Document extract section start

The motivation for Meaghan has always been to help others reach their goals. This began at an early age, when her mother developed cancer and her father, a police officer, was hit by a drunk driver while on duty. As a result, Meaghan stepped up to the plate, taking on responsibility atypical for a child by helping take care of her younger sister. This event helped instill a strong work ethic in Meaghan, which she channeled into her academics and extracurricular activities in high school.
“I was highly motivated to excel in high school so that I could become the first in my family to attend college,” she says.
To do that, however, she knew she would need to land some scholarships. She was thrilled to get a full scholarship to attend the University of South Carolina (USC). She was also recognized as a Ronald E. McNair Scholar. After graduating from USC in 2017, she went straight into a Ph.D. program at Indiana University in Bloomington. As a graduate student she held various leadership roles, but her favorite responsibility was assisting others with admissions.
“I loved being given the chance to recruit students to attend grad school at IU, especially those just as deserving of the opportunity but from a underserved or underprivileged background,” Rysdale says. The experience sparked her interest in pursuing a career that helps students on their path to finding academic success. She and her husband moved to Greenwood in 2020, and in January of 2022 she opened Hoosier Academic Coaching, a local educational consulting service designed to help students with college planning.
On the surface, the name may lead some to believe that it is solely a tutoring business, and while that is one dimension of her services, there is much more to the business.
“Our main focus is college planning,” Rysdale says. “We help high school students maximize their potential and help them figure out what schools would be a good fit for them.”

Document extract section end
Collected material section start

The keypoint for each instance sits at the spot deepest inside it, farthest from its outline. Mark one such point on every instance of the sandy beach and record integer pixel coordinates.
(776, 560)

Collected material section end

> **Description of the task**:
Return the passage of the profile of Meaghan Rysdale from "To do that, however, she" up to and including "others with admissions.", copied exactly.

> **Result**:
To do that, however, she knew she would need to land some scholarships. She was thrilled to get a full scholarship to attend the University of South Carolina (USC). She was also recognized as a Ronald E. McNair Scholar. After graduating from USC in 2017, she went straight into a Ph.D. program at Indiana University in Bloomington. As a graduate student she held various leadership roles, but her favorite responsibility was assisting others with admissions.